▶ [ESERCIZI DA SVOLGERE]
1. Copia senza modifiche la parte del brano su Mihajlovic che comincia con "Sgomento, lacrime,lotta e" e finisce con "pronto a combatterla.".
2. Secondo il brano su Mihajlovic, in che anno il serbo è diventato campione d'Europa con la Stella Rossa?
3. Riprendi il brano su Mihajlovic dal punto in cui si ferma e prosegui.

▶ [ESTRATTO]
-------------------------

Sgomento, lacrime,lotta e grinta. C’è tutto questo nella conferenza stampa di Sinisa Mihajlovic, che annuncia al mondo intero di essere malato, di avere la leucemia e di essere pronto a combatterla.
LA RABBIA CHE DIVENTA UN’ARMA
Non ci stupisce Sinisa, che ha fatto della tenacia il suo marchio di fabbrica, in una carriera che lo ha visto anche vestire il nerazzurro, prima da giocatore che da allenatore in seconda, nell’Inter targata Mancini. Il serbo è un uomo temprato da mille battaglie,e per una volta non ci si riferisce solo a quelle sportive: ha vissuto lo scontro in Jugoslavia figlio di tanti nazionalismi e divisioni all’interno di un mondo, tenuto insieme con la forza e la repressione del generale Tito. Una realtà complessa, pesante, che all’alba del nuovo millennio si è disgregata ed è incappata in una guerra sanguinosissima e fratricida, impressa ancora vivamente nella memoria di chi l’ha vissuta sulla propria pelle.
E Miha è uno di questi. Campione d’Europa con la Stella Rossa nel 1991, si impone anche nel nostro paese, con la maglia della Samp prima e della Lazio poi. Celebri sono le sue punizioni, vere e proprie pennellate che trafiggono portieri a ripetizione, opere d’arte sempre all’incrocio dei pali. Famose come lo è la sua determinazione, come quel numero 11, così inusuale per un difensore.
VINCENTE DENTRO, DA SEMPRE
Vince tanto Sinisa, vince anche nella sua esperienza in nerazzurro (alzi la mano chi non ricorda Adriano e Mihajlovic contendersi una punizione a colpi di “pari e dispari”), sia da calciatore che da allenatore in seconda, luogotenente di quel Mancini suo compagno di squadra nell’esperienza capitolina e genovese. Sono le vittorie che danno il via alla rinascita nerazzurra e che porteranno l’Inter sul tetto del mondo: tutto nasce da lì, da quell’Inter di Miha, di Zanetti, di Cambiasso, un’Inter fatta di uomini, uomini veri.
L’esperienza da allenatore lo porta a girare tanto, dal Bologna al Catania, alla Fiorentina, alla Samp, con un breve intermezzo alla guida della nazionale serba. Poi la parentesi al Milan, e quindi il Torino, per poi approdare di nuovo al Bologna: l’esordio proprio contro l’Inter, nella scorsa stagione, e una vittoria a San Siro che fa iniziare ai felsinei un percorso da grande e che permette loro di arrivare ad una comoda salvezza. All’alba della nuova stagione la notizia shock: Miha sta male, si deve fermare. La notizia sconvolge, lascia di sasso un mondo dove il serbo è da anni un punto di riferimento, un uomo forte, un’icona, una star.

-------------------------

▶ [MATERIALE DI PARTENZA]
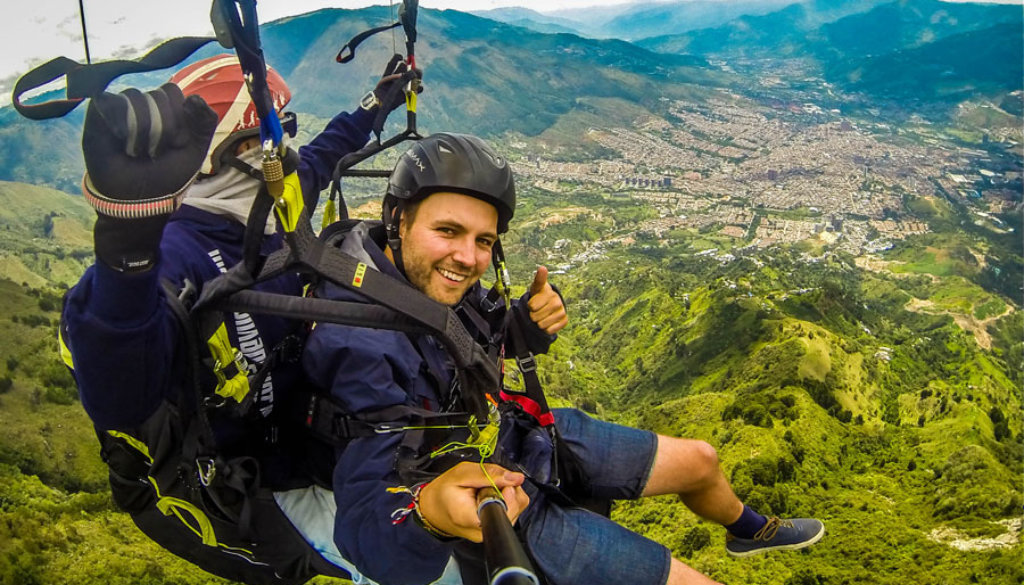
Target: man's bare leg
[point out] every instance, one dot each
(690, 469)
(680, 574)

-------------------------

▶ [RISPOSTE NUMERATE]
1.
Sgomento, lacrime,lotta e grinta. C’è tutto questo nella conferenza stampa di Sinisa Mihajlovic, che annuncia al mondo intero di essere malato, di avere la leucemia e di essere pronto a combatterla.

2. Nel 1991.

3.
A PETTO IN FUORI E TESTA ALTA, SENZA PAURA
L’affetto e i messaggi di cordoglio non mancano, anzi lui si dice rinfrancato da una manifestazione di affetto così grande. Capitan Zanetti, dal suo profilo Instagram, ha espresso la sua vicinanza; tantissimi esponenti del mondo calcistico, da Totti a Montella, da Mancini a Oddo, decine di colleghi hanno testimoniato la loro vicinanza in un momento che potrebbe mettere al tappeto tanti. Ma non uno come lui. Piange è vero, ma le sue non sono lacrime di paura, dice, perché lui vuole affrontare la malattia di petto, anzi, a petto in fuori, come ha sempre affrontato tutto, e, come sempre, vincere.
Il coraggio del serbo e la sua fierezza, si vedono anche in un momento del genere. Piange per le persone care, per una sofferenza inaspettata e sconosciuta. Ma è proprio per quelle persone che vuole lottare, ed è proprio quella sofferenza che vuole sconfiggere nell’unico modo che conosce, e cioè lottando. Da allenatore sbraita, lotta, vuole il massimo perché dà il massimo. Farà lo stesso in questa lotta, la più difficile certo, ma se la si affronta con lo spirito di Sinisa è già un bel passo in avanti verso la guarigione.
Il Bologna, nella persona del coordinatore dell’area tecnica Sabatini, è stato vicino al mister nella conferenza stampa e ha promesso di rispettare il legame che lo lega a Mihajlovic. La panchina del Bologna rimane sua, i rossoblu rimangono i suoi ragazzi, e tutto il Dall’Ara e il pubblico italiano non vedono l’ora che torni su quella panchina, torni nella mischia, nelle lotte semiserie del calcio dopo aver sconfitto, a petto in fuori, un male silenzioso e subdolo. Forza Sinisa, calcia ancora oltre la barriera, fai gonfiare la rete. E ad esultare non saranno solo i tuoi tifosi, ma tutti gli sportivi.